Source records
————————
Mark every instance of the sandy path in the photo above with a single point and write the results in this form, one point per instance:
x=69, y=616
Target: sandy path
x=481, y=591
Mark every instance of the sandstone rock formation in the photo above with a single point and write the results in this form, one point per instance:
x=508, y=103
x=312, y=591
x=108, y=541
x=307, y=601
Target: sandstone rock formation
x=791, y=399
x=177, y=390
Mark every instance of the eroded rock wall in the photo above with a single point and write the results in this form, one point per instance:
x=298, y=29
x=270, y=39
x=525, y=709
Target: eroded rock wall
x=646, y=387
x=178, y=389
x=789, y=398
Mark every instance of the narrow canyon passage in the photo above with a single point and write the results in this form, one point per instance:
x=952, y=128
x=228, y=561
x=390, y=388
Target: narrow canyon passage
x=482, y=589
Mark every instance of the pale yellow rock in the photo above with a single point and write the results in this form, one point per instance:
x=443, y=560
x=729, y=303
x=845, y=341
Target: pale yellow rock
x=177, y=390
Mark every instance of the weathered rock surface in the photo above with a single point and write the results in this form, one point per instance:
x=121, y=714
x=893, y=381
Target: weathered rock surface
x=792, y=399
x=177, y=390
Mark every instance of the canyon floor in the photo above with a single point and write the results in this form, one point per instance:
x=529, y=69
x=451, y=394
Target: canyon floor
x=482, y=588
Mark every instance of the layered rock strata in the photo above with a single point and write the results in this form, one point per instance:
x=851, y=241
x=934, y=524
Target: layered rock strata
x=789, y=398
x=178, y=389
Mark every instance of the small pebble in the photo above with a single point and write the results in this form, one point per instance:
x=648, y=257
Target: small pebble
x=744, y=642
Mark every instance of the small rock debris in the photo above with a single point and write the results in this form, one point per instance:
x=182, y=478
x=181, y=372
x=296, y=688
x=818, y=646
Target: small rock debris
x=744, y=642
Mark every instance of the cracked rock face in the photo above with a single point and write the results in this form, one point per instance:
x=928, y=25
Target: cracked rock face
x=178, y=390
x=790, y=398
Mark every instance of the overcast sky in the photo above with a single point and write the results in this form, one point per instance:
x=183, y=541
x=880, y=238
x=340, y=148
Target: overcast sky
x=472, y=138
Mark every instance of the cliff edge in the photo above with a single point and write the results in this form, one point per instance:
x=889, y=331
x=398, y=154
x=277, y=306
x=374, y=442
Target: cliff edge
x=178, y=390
————————
Work required - In the data above, find the line with "Target: eroded rock wall" and the line with "x=296, y=688". Retype both, plus every line between them, exactly.

Solution to this problem -
Target: eroded rock wall
x=646, y=387
x=178, y=389
x=789, y=398
Mark every instance of the narrow canyon passage in the photo above with a single point and write the results in this form, one point per instance:
x=952, y=128
x=228, y=561
x=390, y=388
Target: narrow canyon passage
x=482, y=589
Mark every instance of the pale yellow rock in the photo above with a single point and write the results in this form, one point per instance:
x=443, y=560
x=729, y=303
x=845, y=341
Target: pale yellow rock
x=177, y=390
Mark every instance of the weathered rock surface in the photo above with a single point and write the results in this form, one point per instance:
x=121, y=714
x=893, y=381
Target: weathered rock surface
x=792, y=399
x=177, y=390
Mark every instance of the canyon floor in the photo above with a single point and write the results in this form, one point per instance:
x=529, y=69
x=451, y=394
Target: canyon floor
x=482, y=588
Mark every instance of the layered rock strata in the photo above with a single point and write the results in this form, one point per instance:
x=851, y=241
x=934, y=524
Target: layered rock strata
x=789, y=398
x=178, y=389
Mark every instance of the small pebble in the photo above with a single point and write the results in this form, one point per instance:
x=648, y=257
Target: small pebble
x=744, y=642
Mark every instance of the small rock debris in the photo above with a single point and write the results in this form, one point per instance:
x=182, y=478
x=181, y=372
x=296, y=688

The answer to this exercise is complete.